▶ _The problem_:
From the records below, determine the number of lines containing "foliage". Output that number alone.

▶ _Records drawn from a dataset_:
━━━━━━━━━━━━━━━━

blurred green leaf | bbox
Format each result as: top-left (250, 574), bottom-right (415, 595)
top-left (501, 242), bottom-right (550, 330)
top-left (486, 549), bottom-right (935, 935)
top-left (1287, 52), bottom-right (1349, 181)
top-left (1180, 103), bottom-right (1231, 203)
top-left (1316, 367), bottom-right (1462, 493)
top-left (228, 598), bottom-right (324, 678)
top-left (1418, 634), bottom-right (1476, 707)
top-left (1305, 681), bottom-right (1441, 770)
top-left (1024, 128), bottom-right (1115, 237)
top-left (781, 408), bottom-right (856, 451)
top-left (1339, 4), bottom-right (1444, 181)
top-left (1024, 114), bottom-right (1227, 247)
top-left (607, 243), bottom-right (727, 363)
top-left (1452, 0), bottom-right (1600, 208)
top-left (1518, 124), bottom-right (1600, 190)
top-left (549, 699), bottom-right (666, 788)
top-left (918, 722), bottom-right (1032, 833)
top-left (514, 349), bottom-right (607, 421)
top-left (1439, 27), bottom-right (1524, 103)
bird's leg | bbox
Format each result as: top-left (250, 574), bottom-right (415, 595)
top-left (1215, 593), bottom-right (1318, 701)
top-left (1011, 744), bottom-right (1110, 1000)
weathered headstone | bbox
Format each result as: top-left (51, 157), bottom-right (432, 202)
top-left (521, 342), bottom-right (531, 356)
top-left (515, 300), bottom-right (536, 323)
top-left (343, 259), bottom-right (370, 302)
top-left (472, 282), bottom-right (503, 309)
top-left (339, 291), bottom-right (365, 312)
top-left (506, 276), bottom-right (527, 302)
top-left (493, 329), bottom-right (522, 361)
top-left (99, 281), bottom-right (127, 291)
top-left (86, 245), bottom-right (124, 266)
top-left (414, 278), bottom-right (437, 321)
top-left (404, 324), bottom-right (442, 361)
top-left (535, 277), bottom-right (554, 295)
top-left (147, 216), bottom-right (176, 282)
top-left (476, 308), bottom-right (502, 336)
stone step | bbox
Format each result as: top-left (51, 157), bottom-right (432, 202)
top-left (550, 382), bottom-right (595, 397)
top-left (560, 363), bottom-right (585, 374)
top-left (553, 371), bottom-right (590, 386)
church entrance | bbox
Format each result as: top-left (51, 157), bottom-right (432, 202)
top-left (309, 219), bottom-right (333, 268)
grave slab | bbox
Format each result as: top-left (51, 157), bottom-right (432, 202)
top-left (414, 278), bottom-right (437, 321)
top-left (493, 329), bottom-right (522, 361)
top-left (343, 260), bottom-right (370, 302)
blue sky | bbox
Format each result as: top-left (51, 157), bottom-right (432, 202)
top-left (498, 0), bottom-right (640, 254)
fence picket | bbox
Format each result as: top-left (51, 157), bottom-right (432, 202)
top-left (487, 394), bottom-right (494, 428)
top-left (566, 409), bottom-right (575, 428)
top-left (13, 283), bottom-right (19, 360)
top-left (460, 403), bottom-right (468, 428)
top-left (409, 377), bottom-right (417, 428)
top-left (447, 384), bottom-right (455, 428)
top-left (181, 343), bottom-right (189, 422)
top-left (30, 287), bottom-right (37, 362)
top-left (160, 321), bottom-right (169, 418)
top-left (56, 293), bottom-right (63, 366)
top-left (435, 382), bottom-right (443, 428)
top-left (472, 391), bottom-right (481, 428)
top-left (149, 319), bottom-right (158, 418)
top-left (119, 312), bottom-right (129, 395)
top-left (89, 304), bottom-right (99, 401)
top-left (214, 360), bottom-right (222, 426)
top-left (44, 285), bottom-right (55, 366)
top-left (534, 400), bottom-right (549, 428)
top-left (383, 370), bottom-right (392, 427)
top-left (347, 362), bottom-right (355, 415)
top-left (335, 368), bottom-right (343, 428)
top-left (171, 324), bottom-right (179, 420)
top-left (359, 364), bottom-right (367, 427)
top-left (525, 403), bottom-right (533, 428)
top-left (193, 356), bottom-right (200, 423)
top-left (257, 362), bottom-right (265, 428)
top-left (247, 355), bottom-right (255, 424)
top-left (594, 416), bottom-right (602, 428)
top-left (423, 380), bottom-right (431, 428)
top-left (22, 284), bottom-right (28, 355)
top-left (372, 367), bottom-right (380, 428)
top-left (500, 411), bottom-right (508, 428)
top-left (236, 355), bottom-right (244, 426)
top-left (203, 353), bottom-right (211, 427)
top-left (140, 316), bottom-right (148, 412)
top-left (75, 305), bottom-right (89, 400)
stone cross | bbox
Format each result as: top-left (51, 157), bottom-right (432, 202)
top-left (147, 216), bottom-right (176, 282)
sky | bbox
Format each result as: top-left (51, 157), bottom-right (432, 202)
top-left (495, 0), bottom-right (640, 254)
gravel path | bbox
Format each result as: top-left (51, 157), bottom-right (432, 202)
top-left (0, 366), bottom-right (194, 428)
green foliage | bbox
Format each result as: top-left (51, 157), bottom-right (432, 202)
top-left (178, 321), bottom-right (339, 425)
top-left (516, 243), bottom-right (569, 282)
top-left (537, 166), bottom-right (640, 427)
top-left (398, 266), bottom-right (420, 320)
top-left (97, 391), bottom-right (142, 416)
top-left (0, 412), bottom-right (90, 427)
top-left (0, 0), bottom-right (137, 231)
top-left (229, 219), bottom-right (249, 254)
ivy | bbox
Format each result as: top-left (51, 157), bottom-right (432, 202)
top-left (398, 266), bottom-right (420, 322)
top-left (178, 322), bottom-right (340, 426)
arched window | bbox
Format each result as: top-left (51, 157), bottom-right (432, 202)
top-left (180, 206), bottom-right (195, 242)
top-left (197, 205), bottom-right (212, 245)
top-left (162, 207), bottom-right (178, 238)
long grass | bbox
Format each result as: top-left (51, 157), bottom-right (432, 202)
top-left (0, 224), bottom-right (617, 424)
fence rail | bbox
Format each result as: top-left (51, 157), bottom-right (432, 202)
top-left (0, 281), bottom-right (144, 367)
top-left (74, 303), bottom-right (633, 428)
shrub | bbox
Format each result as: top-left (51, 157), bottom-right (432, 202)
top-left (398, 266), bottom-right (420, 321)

━━━━━━━━━━━━━━━━

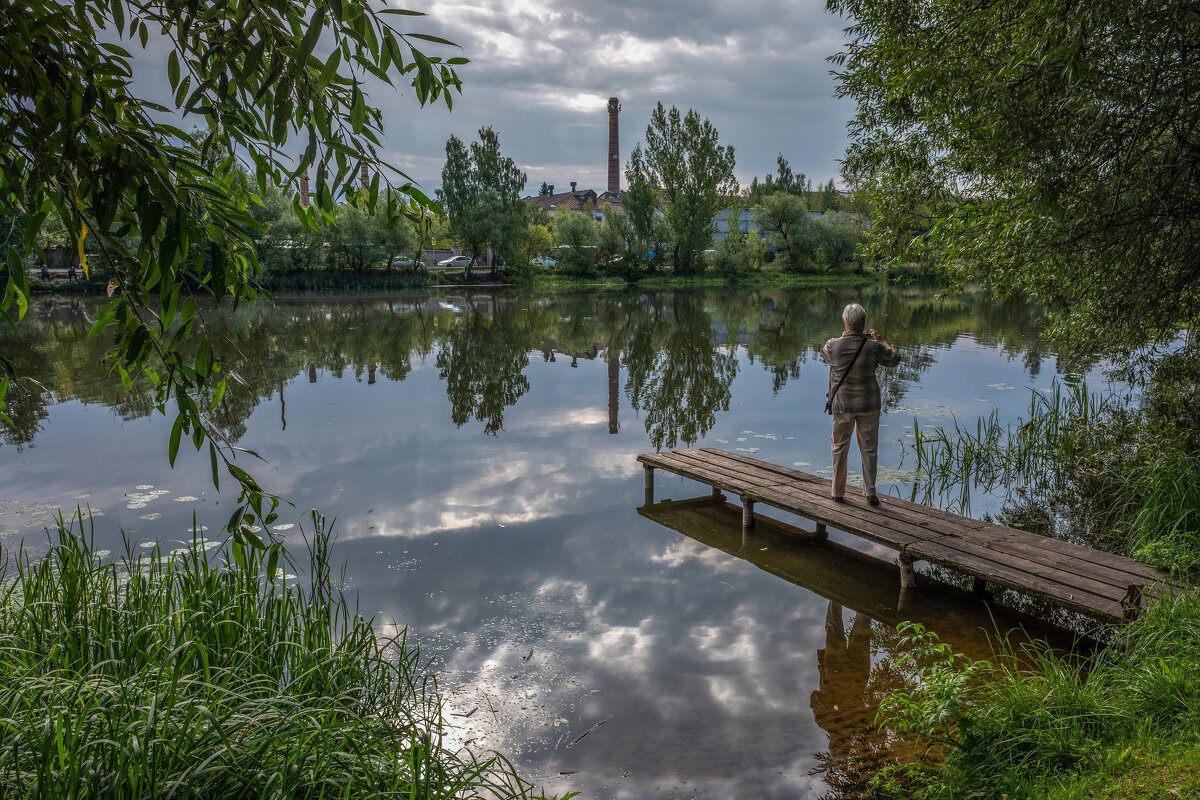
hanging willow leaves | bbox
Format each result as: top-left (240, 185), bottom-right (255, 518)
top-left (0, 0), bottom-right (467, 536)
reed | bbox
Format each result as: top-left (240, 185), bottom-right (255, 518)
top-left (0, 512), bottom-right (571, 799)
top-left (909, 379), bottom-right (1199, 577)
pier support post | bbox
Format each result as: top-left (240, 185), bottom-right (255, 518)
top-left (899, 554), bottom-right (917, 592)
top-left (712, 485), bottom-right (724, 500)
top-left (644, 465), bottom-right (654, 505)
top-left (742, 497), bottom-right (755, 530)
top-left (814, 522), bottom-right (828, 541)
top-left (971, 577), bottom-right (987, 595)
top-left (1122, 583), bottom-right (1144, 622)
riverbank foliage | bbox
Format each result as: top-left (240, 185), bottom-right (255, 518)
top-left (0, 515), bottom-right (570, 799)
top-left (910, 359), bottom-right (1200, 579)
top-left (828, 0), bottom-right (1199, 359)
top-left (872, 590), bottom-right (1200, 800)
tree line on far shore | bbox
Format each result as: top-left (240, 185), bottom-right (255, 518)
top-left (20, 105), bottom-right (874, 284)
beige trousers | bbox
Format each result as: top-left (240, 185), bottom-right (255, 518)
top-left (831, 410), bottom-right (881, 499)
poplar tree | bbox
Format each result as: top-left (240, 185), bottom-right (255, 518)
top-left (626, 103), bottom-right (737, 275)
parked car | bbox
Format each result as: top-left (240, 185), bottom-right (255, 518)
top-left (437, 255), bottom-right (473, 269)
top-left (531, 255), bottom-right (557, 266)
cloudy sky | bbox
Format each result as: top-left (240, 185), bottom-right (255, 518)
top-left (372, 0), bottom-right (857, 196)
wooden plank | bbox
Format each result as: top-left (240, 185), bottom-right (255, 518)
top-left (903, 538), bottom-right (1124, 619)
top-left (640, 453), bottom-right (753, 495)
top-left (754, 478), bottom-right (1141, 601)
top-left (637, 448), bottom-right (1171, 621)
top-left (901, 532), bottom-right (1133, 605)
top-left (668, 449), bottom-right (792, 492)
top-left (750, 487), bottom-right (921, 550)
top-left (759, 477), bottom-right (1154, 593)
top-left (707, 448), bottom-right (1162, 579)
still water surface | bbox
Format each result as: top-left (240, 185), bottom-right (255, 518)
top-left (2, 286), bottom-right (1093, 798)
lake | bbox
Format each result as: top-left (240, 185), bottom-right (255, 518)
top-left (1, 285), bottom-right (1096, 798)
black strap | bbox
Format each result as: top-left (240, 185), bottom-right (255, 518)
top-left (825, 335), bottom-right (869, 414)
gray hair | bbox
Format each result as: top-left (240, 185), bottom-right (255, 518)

━━━━━━━━━━━━━━━━

▶ _Result_:
2